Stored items
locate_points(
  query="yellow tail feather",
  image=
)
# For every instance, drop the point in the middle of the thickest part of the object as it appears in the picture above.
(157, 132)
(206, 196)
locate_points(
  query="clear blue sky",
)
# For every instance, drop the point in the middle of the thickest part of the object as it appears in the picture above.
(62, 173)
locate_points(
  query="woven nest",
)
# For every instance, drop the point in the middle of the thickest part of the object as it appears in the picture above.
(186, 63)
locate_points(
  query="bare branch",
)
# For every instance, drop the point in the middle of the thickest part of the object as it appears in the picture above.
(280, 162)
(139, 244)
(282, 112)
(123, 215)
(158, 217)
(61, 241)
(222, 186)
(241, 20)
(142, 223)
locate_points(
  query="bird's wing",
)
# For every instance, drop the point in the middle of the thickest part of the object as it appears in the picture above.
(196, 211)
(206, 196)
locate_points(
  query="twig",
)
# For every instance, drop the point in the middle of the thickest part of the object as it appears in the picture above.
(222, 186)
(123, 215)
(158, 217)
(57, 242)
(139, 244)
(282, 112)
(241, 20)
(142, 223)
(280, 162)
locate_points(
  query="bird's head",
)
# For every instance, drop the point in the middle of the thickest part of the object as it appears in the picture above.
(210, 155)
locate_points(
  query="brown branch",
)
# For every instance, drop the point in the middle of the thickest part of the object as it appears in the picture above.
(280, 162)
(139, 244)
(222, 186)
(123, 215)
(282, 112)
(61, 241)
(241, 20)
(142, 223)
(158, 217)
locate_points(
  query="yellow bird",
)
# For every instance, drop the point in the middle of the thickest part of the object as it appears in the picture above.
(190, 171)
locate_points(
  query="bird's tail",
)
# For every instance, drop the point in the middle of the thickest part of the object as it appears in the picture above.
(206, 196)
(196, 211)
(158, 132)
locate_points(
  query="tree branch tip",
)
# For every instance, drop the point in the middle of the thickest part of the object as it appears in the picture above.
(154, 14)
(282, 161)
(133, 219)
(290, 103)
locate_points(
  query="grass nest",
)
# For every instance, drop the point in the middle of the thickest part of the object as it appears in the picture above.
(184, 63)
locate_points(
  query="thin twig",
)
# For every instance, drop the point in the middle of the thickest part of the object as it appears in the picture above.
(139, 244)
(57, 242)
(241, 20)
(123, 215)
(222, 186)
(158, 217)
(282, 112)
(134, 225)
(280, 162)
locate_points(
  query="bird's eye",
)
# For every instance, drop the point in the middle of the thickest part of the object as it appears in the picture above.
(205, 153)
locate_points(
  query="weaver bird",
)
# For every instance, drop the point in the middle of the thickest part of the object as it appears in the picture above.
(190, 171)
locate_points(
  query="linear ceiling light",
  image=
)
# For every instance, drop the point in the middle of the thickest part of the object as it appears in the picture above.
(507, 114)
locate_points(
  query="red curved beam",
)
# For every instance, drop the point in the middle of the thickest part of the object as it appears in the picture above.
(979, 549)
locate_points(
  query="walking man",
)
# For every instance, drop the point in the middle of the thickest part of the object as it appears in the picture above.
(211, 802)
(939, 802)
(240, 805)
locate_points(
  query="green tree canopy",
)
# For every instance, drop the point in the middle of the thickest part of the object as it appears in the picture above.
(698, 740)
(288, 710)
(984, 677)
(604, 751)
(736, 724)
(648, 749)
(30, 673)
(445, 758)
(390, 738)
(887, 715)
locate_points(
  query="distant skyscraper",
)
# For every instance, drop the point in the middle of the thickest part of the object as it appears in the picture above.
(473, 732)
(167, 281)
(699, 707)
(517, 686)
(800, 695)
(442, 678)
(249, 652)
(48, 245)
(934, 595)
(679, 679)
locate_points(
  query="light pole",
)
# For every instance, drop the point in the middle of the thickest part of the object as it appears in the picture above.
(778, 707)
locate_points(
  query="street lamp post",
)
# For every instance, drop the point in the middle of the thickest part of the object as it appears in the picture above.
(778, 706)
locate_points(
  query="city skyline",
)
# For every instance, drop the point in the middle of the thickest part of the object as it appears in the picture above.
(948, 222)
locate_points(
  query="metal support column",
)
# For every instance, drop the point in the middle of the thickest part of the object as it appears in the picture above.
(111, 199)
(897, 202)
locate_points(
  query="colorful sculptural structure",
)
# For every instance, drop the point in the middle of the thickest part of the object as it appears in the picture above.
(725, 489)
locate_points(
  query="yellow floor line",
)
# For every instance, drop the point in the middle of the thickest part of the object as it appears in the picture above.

=== What this task involves ===
Reproduce each entry above exactly, keeping every word.

=== Answer ===
locate_points(
  query="yellow tail feather",
  image=
)
# For every instance, drop the point in the middle of the thickest part of the object as it appears in the picture above.
(157, 132)
(206, 196)
locate_points(
  query="clear blue sky",
)
# For every instance, drop the point in the middle of the thickest part of the object as it appears in the picture above.
(62, 173)
locate_points(
  query="woven nest",
)
# For every instance, drop the point in the middle of the thickest part of the object as it appears in the picture above.
(186, 63)
locate_points(
  query="bare branch",
)
# For every instance, drop the point in the middle of the thickest part of the object as it appears in the picture above.
(280, 162)
(139, 244)
(282, 112)
(123, 215)
(158, 217)
(61, 241)
(222, 186)
(241, 20)
(142, 223)
locate_points(
  query="bird's wing",
)
# For every instance, drop the point in the middle of the thickest part of the object as it appears in the picture above.
(196, 211)
(206, 196)
locate_points(
  query="twig",
)
# For every instance, drop the point in the middle of the thickest part of the object as it appears in the picture above.
(222, 186)
(123, 215)
(158, 217)
(57, 242)
(139, 244)
(282, 112)
(241, 20)
(142, 223)
(280, 162)
locate_points(
  query="bird's head",
)
# For every instance, drop the point in the middle of the thickest part of the object as it appears in the picture above.
(210, 155)
locate_points(
  query="brown branch",
)
# For every instance, drop the point in the middle of the thickest part of the object as it appears in the picture above.
(280, 162)
(139, 244)
(222, 186)
(123, 215)
(282, 112)
(61, 241)
(241, 20)
(142, 223)
(158, 217)
locate_points(
  query="yellow bird",
)
# For every instance, drop the point in the middle of the thickest part of the object as it appears in the picture above.
(190, 171)
locate_points(
  query="bird's tail",
)
# For every instance, drop the point in the middle of the thickest part of the object as it appears in the picture above.
(206, 196)
(196, 211)
(158, 132)
locate_points(
  query="tree branch tip",
)
# For every instance, drop the point in the middle of the thickest part of the object as it appears in the picture above.
(154, 14)
(282, 161)
(133, 219)
(290, 103)
locate_points(
  query="grass nest",
)
# For every instance, drop the point in the middle of the thickest part of the object as it appears in the picture above.
(184, 63)
locate_points(
  query="thin twig",
)
# For every instance, drop the point in the middle of the thickest part of the object as it appears in the picture above.
(139, 244)
(57, 242)
(241, 20)
(123, 215)
(222, 186)
(158, 217)
(282, 112)
(134, 225)
(280, 162)
locate_points(
  query="bird's eye",
)
# For every instance, drop the point in the middle of the thickest part of the object as it appears in the picture above.
(205, 153)
locate_points(
  query="weaver bird",
)
# For every instance, drop the point in the middle of the thickest part of the object as it appears in the picture above.
(190, 171)
locate_points(
  query="linear ceiling light",
  image=
)
# For every instance, drop the point in the middle of the thickest part of the object as it appears in the picture above.
(507, 114)
locate_points(
  query="red curved beam",
)
# For every instance, drop the point in the middle of the thickest part of the object as it appears in the picture above.
(979, 549)
locate_points(
  query="walking man",
)
# For every instance, drop the point in the middle of the thickest part of the object as it appears in the picture above.
(211, 802)
(939, 802)
(240, 805)
locate_points(
  query="green tree canopy",
)
# For every instance, drop the point in the middle of the thickest part of the object as it appears in the picture above.
(698, 740)
(288, 710)
(984, 677)
(604, 751)
(736, 724)
(648, 749)
(30, 673)
(445, 758)
(390, 738)
(887, 715)
locate_points(
  query="distant skyscraper",
)
# For every instance, drop the point in the middle of the thickest part of the object as it appears in the picture above.
(473, 732)
(167, 281)
(699, 707)
(517, 686)
(800, 695)
(442, 678)
(249, 652)
(48, 245)
(934, 595)
(679, 679)
locate_points(
  query="light pole",
)
# For every instance, drop the point in the middle of the thickest part of the object as it appears in the picture above.
(778, 707)
locate_points(
  query="street lamp post",
)
# For every instance, drop the point in the middle of the thickest part of the object as it appears in the picture above.
(778, 706)
locate_points(
  query="city skyline",
)
# For every instance, drop the point in the middle of the thickest part of the object as it appears in the picture above.
(948, 222)
locate_points(
  query="metal support column",
)
# For every instance, drop the point in the middle of the thickest part of the object as it appears in the picture above.
(111, 199)
(897, 202)
locate_points(
  query="colorful sculptural structure",
)
# For every instance, drop the point in the middle of the thickest part of the object as it appears in the picture above.
(725, 489)
locate_points(
  query="yellow floor line",
)
# For every instance, drop the point in the middle of the thickest part of the object as it appears in the picture above.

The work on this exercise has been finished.